GIVEN RECORDS:
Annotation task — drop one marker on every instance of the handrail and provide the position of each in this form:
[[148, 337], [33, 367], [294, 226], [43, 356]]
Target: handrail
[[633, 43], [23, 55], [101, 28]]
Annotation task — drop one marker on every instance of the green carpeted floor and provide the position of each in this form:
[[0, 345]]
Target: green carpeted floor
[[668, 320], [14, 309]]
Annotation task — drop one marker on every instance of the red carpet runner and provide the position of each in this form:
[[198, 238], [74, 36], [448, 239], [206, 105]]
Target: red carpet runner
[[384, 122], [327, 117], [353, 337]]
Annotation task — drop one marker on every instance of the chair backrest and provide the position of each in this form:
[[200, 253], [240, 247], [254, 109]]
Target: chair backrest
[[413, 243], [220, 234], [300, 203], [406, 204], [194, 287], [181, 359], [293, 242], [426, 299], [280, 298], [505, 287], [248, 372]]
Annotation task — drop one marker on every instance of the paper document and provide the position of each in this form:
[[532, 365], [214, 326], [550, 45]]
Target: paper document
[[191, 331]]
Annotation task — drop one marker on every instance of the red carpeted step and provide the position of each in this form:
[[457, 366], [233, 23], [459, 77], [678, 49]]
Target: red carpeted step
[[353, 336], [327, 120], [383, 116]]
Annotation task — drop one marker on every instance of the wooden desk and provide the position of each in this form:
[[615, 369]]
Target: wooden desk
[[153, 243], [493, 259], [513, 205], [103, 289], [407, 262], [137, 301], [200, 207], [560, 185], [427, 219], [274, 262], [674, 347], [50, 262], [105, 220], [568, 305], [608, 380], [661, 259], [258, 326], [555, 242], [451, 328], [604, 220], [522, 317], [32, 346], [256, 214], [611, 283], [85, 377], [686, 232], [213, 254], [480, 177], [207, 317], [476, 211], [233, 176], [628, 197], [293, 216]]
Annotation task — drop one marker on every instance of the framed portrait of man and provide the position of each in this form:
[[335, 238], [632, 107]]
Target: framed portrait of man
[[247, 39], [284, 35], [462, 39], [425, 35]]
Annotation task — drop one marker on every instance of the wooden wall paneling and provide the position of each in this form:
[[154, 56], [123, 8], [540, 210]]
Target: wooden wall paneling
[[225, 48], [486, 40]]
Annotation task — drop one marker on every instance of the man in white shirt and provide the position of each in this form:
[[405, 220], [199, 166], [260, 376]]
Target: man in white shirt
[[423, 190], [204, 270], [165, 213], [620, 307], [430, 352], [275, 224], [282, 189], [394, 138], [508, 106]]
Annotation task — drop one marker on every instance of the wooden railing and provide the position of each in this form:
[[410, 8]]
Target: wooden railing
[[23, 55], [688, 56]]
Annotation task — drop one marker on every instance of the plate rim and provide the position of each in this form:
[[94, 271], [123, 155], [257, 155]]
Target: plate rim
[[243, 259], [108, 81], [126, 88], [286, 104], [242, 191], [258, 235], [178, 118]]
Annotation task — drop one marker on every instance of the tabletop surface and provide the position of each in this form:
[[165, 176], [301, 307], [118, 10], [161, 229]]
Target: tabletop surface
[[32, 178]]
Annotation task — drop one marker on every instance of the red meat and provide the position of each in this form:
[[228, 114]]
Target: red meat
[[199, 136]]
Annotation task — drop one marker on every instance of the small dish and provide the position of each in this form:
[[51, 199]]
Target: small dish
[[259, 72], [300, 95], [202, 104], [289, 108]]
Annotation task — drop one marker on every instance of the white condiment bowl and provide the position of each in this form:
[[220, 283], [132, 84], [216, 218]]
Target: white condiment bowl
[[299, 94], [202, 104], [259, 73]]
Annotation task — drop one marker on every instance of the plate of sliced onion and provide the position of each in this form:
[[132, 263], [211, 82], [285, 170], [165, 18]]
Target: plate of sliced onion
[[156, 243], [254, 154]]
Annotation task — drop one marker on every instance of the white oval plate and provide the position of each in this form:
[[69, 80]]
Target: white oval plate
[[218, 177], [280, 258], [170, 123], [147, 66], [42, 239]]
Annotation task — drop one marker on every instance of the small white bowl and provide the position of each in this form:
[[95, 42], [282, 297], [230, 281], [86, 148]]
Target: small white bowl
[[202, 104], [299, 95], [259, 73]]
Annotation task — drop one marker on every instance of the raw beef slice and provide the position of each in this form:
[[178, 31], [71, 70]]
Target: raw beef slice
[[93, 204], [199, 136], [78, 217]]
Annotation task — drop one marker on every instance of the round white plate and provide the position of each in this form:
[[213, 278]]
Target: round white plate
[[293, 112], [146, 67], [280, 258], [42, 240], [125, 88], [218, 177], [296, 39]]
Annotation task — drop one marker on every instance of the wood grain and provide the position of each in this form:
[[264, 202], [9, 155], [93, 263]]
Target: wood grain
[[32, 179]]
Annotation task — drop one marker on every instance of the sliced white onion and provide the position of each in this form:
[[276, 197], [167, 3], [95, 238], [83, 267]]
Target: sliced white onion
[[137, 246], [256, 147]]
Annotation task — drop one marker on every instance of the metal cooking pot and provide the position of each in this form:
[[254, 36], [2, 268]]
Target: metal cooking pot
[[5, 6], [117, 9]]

WORK ITEM: Set the entries above down once more, exactly as they stand.

WRITTEN RESPONSE:
Annotation task — drop one marker on every instance of the handrail and provide the position of each in this form:
[[148, 337], [33, 367], [294, 226], [43, 356]]
Target: handrail
[[633, 43], [23, 55], [101, 28]]
Annotation task — drop one marker on every instance of the green carpeted floor and provide the position of each in this form:
[[0, 345]]
Target: green carpeted floor
[[668, 320], [14, 309]]
Annotation task — drop one marker on every instance of the red carpet runner and provide the position of each in this form:
[[198, 238], [74, 36], [448, 239], [206, 105]]
Target: red carpet runner
[[384, 122], [327, 117], [353, 337]]
Annotation task — drop one marker on every instance of the chair backrest and provide the position of each in this form:
[[200, 253], [240, 247], [254, 109]]
Target: chair backrest
[[413, 243], [220, 234], [300, 203], [406, 204], [194, 287], [181, 359], [293, 242], [426, 299], [280, 298], [505, 287], [248, 372]]
Annotation task — drop one marker on every instance of the paper document and provide the position of each in this form:
[[532, 365], [214, 326], [550, 45]]
Target: paper document
[[191, 331]]
Annotation task — drop one marker on every instance of the red carpeted step and provide the position of each in this form:
[[457, 366], [233, 23], [459, 77], [678, 49]]
Target: red carpeted step
[[353, 336], [327, 120], [383, 116]]
Annotation task — drop one marker on every instance of the wooden desk and provide the position of each in this form:
[[615, 369]]
Target: wooden desk
[[153, 243], [493, 259], [513, 205], [103, 289], [407, 262], [137, 301], [200, 207], [560, 185], [427, 219], [274, 262], [674, 347], [50, 262], [105, 220], [568, 305], [608, 380], [661, 259], [258, 326], [555, 242], [451, 328], [604, 220], [522, 317], [32, 346], [256, 214], [611, 283], [85, 377], [686, 232], [213, 254], [480, 177], [207, 317], [476, 211], [233, 176], [628, 197], [293, 216]]
Annotation task — drop one marker on every instance of the framed portrait of man and provide the position of each in this form:
[[335, 238], [632, 107]]
Target: framed portrait of man
[[247, 39], [284, 35], [462, 39], [425, 35]]
Annotation task — drop one marker on every instance of the wooden wall paneling and provide the position of each in this form:
[[154, 56], [123, 8], [540, 210]]
Target: wooden wall paneling
[[225, 48], [486, 40]]
Annotation task — drop one marker on every instance of the man in white shirt and provide the position of each in this form:
[[405, 220], [199, 166], [260, 376]]
Target: man in white shirt
[[423, 190], [204, 270], [165, 213], [620, 307], [430, 352], [275, 224], [282, 189], [394, 138], [508, 106]]
Annotation task — drop one marker on every instance of the wooden railing and provide the position of each in this form:
[[410, 8]]
Target: wooden railing
[[23, 55], [688, 56]]
Annotation task — drop one marker on every instance of the plate rim and provide the position of each in this form:
[[94, 271], [123, 155], [257, 155]]
Target: plate rim
[[243, 259], [108, 81], [126, 88], [286, 104], [242, 191], [258, 235], [178, 118]]
Annotation task — drop one marker on every instance of the tabletop surface and provide the position of each in this form:
[[165, 176], [301, 307], [118, 10], [161, 229]]
Target: tabletop surface
[[32, 178]]
Annotation task — drop one marker on every instance of the red meat and provide the position of each in this form:
[[228, 114]]
Target: red meat
[[199, 136]]
Annotation task — drop one marker on every instance of the small dish and provide the position of each in this form:
[[51, 199]]
Target: small dish
[[259, 72], [300, 95], [202, 104], [289, 108]]
Annotation task — drop one marker on every instance of the white condiment bowl and provide the position of each in this form:
[[220, 283], [132, 84], [216, 218]]
Target: white condiment bowl
[[299, 94], [202, 104], [259, 73]]
Annotation task — drop one marker on every instance of the plate of sliced onion and provide the position of each in this form:
[[132, 263], [211, 82], [285, 170], [165, 18]]
Target: plate of sliced onion
[[156, 243], [254, 154]]
Annotation task — drop one marker on every instance of the white oval plate and provide the position of each in this form:
[[69, 80]]
Target: white oval plate
[[218, 177], [280, 258], [170, 123], [147, 66], [42, 239]]
Annotation task — drop one marker on every instance of the small white bowl and provide the position of each in this form:
[[95, 42], [282, 297], [230, 281], [86, 148]]
Target: small white bowl
[[202, 104], [299, 95], [259, 73]]
Annotation task — drop one marker on every instance of the raw beef slice and provide the position of each in this form:
[[178, 31], [71, 70]]
Target: raw beef slice
[[93, 204], [199, 136], [78, 217]]
Annotation task — drop one marker on every instance of the round white plate and provide the position of each in this form:
[[213, 278]]
Target: round white plate
[[293, 112], [146, 67], [280, 258], [42, 240], [125, 88], [218, 177], [296, 39]]
Annotation task — drop one marker on every instance of the wood grain and provide the position of each in this form:
[[264, 202], [9, 155], [93, 263]]
Target: wood grain
[[32, 179]]
Annotation task — drop one marker on every instance of the sliced white onion and provide the position of each in this form:
[[276, 197], [167, 3], [95, 238], [83, 267]]
Target: sliced white onion
[[137, 246], [256, 147]]
Annotation task — drop one marker on every instance of the metal cooking pot and provide the position of each in this form:
[[254, 36], [2, 268]]
Target: metal cooking pot
[[5, 6], [117, 9]]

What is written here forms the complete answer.